#### Stated exercise:
Please output exactly the run of lines that starts at the line with "Objective — a point for each instance of the crowd" and ends at the last line of the records below.

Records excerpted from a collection
-------------------------
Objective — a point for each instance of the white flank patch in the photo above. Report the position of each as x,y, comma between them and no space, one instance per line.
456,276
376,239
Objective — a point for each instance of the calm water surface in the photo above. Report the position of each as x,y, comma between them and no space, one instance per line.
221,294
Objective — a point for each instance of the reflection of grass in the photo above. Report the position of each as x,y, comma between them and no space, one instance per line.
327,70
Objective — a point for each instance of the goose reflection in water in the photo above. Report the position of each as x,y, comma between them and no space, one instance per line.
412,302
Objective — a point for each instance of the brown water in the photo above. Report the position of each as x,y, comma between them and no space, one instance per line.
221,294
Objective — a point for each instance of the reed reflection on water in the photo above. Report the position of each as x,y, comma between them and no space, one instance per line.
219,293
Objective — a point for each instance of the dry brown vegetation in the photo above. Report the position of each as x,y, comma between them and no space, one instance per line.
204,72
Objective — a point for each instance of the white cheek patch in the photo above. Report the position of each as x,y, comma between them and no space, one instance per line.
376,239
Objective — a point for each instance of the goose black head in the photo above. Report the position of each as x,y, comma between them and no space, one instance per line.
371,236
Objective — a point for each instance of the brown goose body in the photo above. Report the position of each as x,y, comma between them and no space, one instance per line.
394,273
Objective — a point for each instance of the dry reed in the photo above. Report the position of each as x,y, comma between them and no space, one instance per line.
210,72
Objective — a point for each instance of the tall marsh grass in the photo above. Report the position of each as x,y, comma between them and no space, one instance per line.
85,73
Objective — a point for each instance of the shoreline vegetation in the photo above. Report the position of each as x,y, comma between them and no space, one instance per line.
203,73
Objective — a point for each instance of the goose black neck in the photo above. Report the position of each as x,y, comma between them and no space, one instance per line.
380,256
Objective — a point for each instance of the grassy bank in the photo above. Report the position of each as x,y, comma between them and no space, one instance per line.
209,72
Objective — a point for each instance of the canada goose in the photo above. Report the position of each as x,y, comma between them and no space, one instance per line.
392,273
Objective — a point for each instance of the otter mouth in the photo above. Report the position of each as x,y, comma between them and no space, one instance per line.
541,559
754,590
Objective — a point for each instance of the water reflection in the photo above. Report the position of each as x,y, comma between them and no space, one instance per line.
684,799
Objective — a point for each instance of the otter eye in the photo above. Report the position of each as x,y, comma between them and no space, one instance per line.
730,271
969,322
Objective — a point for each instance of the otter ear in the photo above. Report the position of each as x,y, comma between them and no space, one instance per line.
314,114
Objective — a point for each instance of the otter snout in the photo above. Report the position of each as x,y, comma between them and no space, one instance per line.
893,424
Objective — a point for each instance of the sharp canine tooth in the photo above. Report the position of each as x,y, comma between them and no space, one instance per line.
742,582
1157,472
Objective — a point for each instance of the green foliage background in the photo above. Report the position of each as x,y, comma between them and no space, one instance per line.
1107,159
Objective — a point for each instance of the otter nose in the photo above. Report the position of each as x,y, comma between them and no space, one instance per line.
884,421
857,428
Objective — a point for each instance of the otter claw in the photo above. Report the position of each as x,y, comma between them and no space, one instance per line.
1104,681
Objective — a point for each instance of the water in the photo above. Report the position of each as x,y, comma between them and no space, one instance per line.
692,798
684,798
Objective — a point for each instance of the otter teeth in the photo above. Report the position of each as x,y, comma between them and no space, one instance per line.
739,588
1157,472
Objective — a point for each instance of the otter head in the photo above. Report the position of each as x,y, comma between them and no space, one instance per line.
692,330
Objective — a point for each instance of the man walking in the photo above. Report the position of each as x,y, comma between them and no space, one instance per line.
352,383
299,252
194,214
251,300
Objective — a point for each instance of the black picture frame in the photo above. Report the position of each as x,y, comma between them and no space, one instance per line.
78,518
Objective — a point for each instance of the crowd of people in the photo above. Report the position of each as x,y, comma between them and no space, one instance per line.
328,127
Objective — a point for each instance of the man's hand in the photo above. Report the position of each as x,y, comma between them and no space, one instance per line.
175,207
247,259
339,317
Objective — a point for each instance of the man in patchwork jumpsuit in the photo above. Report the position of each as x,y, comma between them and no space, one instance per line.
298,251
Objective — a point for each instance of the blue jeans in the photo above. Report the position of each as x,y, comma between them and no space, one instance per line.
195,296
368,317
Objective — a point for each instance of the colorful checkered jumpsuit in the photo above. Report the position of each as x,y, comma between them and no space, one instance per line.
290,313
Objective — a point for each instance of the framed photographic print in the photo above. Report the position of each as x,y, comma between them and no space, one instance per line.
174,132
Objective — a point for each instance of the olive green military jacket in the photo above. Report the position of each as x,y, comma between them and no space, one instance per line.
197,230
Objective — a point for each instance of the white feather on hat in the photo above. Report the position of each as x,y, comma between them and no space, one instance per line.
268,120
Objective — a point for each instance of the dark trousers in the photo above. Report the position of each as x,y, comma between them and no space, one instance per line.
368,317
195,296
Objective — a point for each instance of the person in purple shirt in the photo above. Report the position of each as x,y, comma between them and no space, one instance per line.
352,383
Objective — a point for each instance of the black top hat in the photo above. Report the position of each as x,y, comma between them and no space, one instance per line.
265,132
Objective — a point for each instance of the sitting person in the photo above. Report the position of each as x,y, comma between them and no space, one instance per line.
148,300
-------------------------
#### Problem solution:
Objective — a point for each instance of the crowd of people in the photo above. Report the position of each as x,y, comma between them and no space, one instance per line.
328,127
Objective — a point for each instance of the man's hand in the photo above. Report the position of each as x,y, comma between them and no space, one instance per line.
175,207
247,259
339,317
Objective — a point for each instance of the man in patchwork jumpsuit in the photo above. Report the position of each as x,y, comma between them and no space, one instance per line.
298,251
Objective — a point for each instance of the blue jeans in the photo above. Report the position of each as x,y, comma between them and no space, one instance per line.
195,296
368,317
Objective — a point for each instance of the colorful checkered jumpsuit in the photo above. Report the position of each as x,y, comma between them and no space, one instance per line.
290,313
Objective — a point for each instance of the framed photographic print in the photo above. Report the position of each as x,y, comma between them and no space, one instance per line.
174,132
Objective — a point for each instance of the olive green military jacket in the photo above. Report the position of each as x,y, comma between them and no space, one instance per line.
197,230
Objective — a point for each instance of the white feather on hat in the photo above. Report the position of each as x,y, comma between them and no space, one instance per line.
268,120
Objective — a point for each instance of the dark trousers in the photo above. Report the position of each as x,y, comma between them and no space, one instance per line.
368,317
195,296
Objective — a point for each instance of the person in purple shirt in the photo above. Report the position of each as x,y, comma between them and no space, one instance per line.
352,383
Objective — a point for each instance of the black top hat in the photo above. Report the position of each as x,y, comma between them and no space, one instance per line.
265,132
Objective — a point for each instance of the sitting person in the photo above. Report the position of each as x,y, comma between them and no space, one instance per line.
148,300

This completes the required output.